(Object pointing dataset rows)
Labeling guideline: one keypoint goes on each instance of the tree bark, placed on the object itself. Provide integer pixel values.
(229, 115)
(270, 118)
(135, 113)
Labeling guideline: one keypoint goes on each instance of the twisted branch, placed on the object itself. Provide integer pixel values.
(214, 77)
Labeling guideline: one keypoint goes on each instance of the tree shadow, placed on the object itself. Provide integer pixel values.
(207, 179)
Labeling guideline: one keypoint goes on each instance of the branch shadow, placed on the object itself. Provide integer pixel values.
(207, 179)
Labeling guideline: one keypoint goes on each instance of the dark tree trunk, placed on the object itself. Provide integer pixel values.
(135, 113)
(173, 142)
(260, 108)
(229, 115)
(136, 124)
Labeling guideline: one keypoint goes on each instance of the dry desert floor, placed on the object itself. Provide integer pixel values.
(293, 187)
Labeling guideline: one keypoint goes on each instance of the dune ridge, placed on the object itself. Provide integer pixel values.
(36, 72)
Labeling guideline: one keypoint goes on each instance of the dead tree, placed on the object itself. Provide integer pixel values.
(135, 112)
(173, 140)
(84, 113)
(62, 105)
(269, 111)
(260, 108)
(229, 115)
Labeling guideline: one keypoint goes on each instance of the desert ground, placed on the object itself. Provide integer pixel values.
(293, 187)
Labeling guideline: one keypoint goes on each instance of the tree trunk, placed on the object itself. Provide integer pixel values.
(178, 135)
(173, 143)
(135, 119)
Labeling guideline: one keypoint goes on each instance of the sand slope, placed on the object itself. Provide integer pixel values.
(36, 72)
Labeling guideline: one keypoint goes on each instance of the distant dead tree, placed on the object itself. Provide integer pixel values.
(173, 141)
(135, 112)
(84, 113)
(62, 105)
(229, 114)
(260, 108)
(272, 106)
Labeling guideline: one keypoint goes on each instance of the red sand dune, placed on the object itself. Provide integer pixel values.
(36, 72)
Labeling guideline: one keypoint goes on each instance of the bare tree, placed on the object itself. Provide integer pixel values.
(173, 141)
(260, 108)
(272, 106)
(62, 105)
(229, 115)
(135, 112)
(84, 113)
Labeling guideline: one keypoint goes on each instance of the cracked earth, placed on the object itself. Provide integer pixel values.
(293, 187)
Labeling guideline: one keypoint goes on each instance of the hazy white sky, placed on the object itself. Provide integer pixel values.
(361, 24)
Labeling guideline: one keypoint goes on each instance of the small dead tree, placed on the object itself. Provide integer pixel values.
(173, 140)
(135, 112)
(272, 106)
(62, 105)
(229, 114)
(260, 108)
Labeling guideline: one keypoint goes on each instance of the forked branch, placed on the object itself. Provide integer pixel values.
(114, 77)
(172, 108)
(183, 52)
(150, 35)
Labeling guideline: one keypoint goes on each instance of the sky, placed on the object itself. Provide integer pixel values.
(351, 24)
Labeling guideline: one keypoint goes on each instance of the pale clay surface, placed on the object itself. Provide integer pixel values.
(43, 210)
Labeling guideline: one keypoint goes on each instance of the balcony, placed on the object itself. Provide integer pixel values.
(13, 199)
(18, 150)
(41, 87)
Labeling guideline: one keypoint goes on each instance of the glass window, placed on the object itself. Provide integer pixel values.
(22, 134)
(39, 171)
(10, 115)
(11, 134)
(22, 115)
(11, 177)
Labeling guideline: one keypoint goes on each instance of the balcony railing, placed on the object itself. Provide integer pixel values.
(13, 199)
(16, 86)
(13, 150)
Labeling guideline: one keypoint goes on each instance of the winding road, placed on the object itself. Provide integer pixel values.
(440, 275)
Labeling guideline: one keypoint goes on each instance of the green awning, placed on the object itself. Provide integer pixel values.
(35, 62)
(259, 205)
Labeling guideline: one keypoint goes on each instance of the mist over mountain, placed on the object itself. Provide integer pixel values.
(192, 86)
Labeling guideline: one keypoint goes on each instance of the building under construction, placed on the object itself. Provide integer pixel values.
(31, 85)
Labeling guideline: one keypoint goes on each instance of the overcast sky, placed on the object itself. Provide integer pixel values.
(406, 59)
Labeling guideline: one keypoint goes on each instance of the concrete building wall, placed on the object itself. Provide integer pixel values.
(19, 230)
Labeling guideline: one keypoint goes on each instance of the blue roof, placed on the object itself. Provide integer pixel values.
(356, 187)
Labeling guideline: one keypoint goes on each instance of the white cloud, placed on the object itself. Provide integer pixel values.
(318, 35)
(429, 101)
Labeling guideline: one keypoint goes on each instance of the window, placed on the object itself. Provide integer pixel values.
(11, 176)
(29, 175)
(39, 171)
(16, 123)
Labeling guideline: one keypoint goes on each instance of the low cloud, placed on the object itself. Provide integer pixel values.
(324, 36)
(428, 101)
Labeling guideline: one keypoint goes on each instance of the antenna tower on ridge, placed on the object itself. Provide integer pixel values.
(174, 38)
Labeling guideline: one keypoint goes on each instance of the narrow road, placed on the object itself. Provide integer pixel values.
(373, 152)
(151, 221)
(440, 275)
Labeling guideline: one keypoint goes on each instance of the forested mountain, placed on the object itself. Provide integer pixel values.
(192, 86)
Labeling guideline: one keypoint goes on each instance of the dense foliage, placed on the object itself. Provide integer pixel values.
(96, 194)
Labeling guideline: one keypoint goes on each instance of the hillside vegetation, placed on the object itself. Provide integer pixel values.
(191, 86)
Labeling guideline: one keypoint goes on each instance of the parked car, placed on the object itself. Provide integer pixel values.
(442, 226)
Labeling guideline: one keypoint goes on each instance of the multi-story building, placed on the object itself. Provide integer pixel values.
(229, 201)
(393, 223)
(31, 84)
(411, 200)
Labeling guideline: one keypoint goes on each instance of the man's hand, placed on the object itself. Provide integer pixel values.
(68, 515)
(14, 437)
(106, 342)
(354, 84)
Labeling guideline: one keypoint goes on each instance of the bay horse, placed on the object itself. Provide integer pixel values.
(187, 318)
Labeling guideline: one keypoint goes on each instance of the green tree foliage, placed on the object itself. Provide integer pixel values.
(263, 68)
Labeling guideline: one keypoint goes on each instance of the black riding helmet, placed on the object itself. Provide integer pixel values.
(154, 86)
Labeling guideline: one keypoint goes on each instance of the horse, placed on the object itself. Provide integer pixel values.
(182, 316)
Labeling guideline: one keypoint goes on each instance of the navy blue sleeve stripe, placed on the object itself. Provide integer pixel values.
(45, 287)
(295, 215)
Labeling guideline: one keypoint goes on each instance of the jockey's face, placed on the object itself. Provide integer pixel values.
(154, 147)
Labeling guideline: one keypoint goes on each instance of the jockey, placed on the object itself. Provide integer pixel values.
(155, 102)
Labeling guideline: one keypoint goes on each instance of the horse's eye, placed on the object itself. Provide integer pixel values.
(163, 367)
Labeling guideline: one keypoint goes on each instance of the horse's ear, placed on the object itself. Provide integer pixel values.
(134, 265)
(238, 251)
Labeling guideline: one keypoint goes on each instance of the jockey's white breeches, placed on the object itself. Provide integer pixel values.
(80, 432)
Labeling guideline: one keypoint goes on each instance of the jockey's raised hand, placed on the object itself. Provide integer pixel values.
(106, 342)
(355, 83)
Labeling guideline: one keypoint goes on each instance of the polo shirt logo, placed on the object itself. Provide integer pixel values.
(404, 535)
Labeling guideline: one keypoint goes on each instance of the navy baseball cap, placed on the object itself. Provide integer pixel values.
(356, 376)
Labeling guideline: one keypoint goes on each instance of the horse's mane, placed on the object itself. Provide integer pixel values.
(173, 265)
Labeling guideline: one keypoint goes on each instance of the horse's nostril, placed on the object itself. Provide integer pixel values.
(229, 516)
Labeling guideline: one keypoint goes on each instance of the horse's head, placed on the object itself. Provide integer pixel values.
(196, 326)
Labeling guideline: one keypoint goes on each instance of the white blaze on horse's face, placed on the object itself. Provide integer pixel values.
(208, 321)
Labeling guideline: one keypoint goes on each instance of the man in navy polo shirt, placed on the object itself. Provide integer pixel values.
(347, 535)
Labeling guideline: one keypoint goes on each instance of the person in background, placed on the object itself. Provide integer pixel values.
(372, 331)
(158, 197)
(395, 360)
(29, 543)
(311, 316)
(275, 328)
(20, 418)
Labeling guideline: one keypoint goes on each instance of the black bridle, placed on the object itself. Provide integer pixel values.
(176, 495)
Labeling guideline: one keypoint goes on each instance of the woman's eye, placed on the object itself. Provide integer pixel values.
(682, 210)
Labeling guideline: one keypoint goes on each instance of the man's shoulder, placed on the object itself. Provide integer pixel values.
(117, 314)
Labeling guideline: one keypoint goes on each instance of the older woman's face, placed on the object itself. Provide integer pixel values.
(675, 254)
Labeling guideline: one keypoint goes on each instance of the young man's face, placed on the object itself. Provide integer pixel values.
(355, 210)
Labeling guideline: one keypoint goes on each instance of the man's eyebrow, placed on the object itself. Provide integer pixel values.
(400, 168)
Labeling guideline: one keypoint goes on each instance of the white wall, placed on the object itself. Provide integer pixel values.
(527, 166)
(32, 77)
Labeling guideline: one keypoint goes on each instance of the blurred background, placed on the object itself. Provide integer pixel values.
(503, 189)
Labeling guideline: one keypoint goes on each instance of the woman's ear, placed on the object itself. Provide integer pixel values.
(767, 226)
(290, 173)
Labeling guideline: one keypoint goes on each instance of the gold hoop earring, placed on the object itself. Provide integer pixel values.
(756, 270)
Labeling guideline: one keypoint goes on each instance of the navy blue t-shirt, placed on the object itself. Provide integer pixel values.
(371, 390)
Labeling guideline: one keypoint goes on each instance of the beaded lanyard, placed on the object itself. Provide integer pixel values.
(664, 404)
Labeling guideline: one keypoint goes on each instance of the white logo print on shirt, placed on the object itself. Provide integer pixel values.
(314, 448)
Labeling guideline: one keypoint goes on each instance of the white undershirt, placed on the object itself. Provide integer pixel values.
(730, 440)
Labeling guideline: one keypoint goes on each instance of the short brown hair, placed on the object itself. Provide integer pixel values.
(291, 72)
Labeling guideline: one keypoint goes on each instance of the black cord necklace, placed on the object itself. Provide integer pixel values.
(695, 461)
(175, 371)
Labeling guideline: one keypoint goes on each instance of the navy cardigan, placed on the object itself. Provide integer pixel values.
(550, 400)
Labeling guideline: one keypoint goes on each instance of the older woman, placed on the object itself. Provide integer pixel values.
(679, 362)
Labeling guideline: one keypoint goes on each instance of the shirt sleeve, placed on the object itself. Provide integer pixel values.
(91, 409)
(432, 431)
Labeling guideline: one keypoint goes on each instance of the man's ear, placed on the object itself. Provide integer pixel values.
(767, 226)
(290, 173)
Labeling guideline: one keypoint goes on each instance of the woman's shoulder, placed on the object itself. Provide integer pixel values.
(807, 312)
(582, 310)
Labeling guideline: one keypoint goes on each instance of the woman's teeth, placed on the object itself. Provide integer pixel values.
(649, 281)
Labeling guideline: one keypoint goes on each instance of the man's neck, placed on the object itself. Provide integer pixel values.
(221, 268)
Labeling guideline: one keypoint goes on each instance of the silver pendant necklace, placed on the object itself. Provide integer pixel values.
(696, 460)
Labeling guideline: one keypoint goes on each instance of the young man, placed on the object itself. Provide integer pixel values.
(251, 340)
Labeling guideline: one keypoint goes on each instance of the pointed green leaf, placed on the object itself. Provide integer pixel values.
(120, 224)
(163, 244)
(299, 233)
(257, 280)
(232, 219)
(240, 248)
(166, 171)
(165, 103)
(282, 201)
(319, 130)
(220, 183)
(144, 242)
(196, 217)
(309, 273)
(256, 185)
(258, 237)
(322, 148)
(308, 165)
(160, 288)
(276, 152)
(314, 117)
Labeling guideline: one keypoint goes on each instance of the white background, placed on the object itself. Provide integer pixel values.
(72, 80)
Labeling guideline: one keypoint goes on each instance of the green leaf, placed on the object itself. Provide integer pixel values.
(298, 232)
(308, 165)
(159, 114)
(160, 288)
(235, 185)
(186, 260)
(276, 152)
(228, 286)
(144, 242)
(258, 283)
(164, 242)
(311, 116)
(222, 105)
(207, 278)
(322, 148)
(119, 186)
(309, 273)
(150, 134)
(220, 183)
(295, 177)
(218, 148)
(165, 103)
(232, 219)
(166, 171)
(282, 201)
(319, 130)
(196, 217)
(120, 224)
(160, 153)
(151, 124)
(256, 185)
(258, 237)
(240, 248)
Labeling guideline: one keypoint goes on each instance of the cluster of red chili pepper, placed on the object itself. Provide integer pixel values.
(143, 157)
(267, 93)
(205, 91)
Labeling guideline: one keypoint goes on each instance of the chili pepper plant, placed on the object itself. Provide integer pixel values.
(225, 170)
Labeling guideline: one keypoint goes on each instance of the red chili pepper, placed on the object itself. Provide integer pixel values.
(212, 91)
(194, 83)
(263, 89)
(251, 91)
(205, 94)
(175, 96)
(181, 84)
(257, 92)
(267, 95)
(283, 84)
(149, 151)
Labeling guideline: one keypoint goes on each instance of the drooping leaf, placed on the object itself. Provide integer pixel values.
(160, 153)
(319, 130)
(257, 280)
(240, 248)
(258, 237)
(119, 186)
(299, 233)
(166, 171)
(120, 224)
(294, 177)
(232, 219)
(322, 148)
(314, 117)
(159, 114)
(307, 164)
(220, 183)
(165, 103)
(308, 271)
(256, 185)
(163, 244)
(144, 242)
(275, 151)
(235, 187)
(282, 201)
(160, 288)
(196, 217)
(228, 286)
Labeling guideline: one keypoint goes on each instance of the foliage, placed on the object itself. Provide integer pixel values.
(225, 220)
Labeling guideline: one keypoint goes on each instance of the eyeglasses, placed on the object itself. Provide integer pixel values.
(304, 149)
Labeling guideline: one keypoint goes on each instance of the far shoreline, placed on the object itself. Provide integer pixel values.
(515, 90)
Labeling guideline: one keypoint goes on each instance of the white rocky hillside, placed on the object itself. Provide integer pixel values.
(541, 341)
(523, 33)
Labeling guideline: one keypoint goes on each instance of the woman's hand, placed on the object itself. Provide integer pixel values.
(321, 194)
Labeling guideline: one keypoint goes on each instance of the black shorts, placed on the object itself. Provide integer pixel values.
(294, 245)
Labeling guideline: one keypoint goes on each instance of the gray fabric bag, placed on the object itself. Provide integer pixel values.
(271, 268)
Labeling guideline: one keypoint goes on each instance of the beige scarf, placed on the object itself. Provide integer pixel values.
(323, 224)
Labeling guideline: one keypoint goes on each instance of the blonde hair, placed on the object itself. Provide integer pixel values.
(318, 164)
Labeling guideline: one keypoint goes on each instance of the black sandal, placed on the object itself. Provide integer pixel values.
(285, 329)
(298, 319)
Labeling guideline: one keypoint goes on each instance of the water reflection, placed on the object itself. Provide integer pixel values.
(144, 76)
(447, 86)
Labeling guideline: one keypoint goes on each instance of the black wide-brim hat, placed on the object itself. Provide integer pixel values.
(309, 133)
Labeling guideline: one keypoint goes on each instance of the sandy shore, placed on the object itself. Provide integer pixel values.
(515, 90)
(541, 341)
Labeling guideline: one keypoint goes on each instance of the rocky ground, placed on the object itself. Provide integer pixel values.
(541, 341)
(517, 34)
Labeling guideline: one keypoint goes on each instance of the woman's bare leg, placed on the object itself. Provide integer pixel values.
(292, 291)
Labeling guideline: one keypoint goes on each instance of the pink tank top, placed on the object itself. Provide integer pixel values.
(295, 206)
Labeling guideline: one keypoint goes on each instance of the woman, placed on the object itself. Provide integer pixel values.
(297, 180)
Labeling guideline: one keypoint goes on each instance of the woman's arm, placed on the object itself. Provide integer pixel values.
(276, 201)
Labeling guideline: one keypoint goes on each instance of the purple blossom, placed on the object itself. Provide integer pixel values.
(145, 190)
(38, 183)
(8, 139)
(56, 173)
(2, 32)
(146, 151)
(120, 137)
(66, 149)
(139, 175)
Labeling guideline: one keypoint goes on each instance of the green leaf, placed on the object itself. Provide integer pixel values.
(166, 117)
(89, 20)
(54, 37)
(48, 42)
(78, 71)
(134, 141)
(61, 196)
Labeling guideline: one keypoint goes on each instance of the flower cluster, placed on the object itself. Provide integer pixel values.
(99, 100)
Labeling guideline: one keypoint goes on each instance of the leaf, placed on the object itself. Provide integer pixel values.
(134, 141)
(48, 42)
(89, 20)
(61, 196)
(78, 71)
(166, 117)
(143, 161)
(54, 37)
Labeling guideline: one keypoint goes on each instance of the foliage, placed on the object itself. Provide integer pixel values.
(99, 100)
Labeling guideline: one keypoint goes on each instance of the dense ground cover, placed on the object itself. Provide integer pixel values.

• **DO THIS**:
Beginning at the line where "of the water" appears, extract each line through the end of the data above; keep them exact and include nothing else.

• **CORRECT RESULT**:
Labeling guideline: one keypoint goes on each instance of the water reflection, placed on the object itself. Provide integer pixel values.
(144, 76)
(447, 86)
Labeling guideline: one keypoint goes on each instance of the black wide-brim hat, placed on the object itself. Provide integer pixel values.
(309, 133)
Labeling guideline: one keypoint goes on each instance of the sandy shore, placed on the object itself. Provide integer pixel values.
(515, 90)
(541, 341)
Labeling guideline: one keypoint goes on each instance of the rocky ground, placed on the object itself. Provide integer pixel values.
(541, 341)
(517, 34)
Labeling guideline: one keypoint goes on each instance of the woman's bare leg, placed on the object itself. Provide integer pixel values.
(292, 291)
Labeling guideline: one keypoint goes on each instance of the pink tank top, placed on the object itself. Provide integer pixel values.
(295, 206)
Labeling guideline: one keypoint goes on each instance of the woman, placed on the object itself. Provide integer pixel values.
(297, 180)
Labeling guideline: one keypoint goes on each instance of the woman's arm, placed on the object itself. Provide integer pixel values.
(276, 201)
Labeling guideline: one keypoint goes on each instance of the purple blossom, placed on the object itself. Provide integer pixel values.
(145, 190)
(38, 183)
(8, 139)
(56, 173)
(2, 32)
(146, 151)
(120, 137)
(66, 149)
(139, 175)
Labeling guideline: one keypoint goes on each instance of the green leaf, placed on the object itself. Provide integer pixel values.
(166, 117)
(89, 20)
(54, 37)
(48, 42)
(78, 71)
(134, 141)
(61, 196)
Labeling guideline: one keypoint goes on each instance of the flower cluster, placed on the object itself. Provide integer pixel values.
(99, 100)
Labeling guideline: one keypoint goes on each instance of the leaf, placed on the object itself. Provide integer pixel values.
(134, 141)
(48, 42)
(89, 20)
(61, 196)
(78, 71)
(166, 117)
(143, 161)
(54, 37)
Labeling guideline: one keypoint goes on each instance of the foliage, placed on the object itself. Provide integer pixel values.
(99, 100)
Labeling guideline: one keypoint goes on each instance of the dense ground cover, placed on the object itself. Provide integer pixel values.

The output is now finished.